Sunday, September 14, 2008

The times

Reuters reports on Sunday dealt very closely with what we have been discussing.

Then, yesterday's news had it splattered everywhere. The failures continue.

Well, the causes are varied, but the culpability of the Fed (and the economic community) cannot be denied. Alan says that we can't see crap until it happens. Ben continues in that vein. So, then, the taxpayers have to clean up the mess, ex post facto.

Look, it's not that difficult, folks.

- put money on some real basis (remove the gab standard) and minimize the political aspect (yes, this is possible)
- financial instruments need to be scrutinized (including testing in a sandbox) in a worldview that understands why we have, and can know our, limits (quasi-empirical arguments are apropos)
- rearrange the thinking about the (supposed) mathematical support for this craziness (it's pseudo-math running amok)
- oh, by the way, tie computational modeling into truth engineering (I'm not after riches, folks)

Information supplied -
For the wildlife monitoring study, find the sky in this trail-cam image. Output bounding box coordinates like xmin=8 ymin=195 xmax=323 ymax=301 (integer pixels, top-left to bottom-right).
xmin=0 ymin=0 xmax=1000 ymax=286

Your goal - Could you write out, word for word, the stretch of the post on the Fed and the financial failures from "Well, the causes" through "ex post facto."?

Exercise answer -
Well, the causes are varied, but the culpability of the Fed (and the economic community) cannot be denied. Alan says that we can't see crap until it happens. Ben continues in that vein. So, then, the taxpayers have to clean up the mess, ex post facto.